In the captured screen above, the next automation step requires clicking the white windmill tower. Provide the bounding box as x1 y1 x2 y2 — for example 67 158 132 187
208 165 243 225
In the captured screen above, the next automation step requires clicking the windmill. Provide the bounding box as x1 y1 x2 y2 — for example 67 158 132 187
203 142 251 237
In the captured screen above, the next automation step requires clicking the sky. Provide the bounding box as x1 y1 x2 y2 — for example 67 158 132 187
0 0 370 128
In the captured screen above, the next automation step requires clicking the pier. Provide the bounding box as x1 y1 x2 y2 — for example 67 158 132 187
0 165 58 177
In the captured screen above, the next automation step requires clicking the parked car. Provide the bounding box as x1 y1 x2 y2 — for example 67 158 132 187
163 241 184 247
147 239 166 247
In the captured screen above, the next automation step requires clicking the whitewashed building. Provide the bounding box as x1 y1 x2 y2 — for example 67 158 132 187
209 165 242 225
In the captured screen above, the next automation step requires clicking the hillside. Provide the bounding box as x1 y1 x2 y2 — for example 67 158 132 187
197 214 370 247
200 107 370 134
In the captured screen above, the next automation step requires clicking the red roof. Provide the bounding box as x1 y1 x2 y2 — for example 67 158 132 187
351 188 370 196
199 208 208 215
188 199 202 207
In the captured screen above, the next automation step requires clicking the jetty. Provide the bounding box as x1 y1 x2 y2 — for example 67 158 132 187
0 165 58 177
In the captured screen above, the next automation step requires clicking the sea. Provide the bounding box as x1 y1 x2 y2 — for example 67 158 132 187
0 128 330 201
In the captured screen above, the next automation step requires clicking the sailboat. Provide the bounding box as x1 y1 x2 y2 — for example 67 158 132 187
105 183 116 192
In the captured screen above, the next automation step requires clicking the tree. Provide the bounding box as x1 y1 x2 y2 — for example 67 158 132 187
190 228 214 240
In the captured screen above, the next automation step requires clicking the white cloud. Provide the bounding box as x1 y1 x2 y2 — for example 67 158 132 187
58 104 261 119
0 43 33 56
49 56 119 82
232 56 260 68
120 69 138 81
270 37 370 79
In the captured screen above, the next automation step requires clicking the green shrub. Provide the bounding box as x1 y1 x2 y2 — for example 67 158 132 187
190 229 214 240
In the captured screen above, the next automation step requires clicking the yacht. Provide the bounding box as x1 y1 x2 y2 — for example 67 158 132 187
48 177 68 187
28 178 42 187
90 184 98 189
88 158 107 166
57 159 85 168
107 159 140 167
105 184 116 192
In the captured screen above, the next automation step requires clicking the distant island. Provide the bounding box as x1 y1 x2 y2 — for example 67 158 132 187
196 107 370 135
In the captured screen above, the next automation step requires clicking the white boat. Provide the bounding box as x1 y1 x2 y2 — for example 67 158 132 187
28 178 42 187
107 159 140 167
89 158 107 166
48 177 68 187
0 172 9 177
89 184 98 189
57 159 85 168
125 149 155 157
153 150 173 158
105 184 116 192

○ ○ ○ ○ ○ ○ ○

▶ **DIRECTIONS**
Could you put the lines of the listing above into a numbered list, beginning with the line that has "clicking the pier." and stopping after the line that has "147 239 166 247", with any blank lines left out?

▶ **ANSWER**
1. In the captured screen above, the next automation step requires clicking the pier. Provide the bounding box as x1 y1 x2 y2 — for example 67 158 132 187
2. 0 165 58 177
3. In the captured screen above, the next automation step requires clicking the parked car. Provide the bounding box as x1 y1 x2 y2 — for example 67 158 132 187
4. 163 241 184 247
5. 147 239 166 247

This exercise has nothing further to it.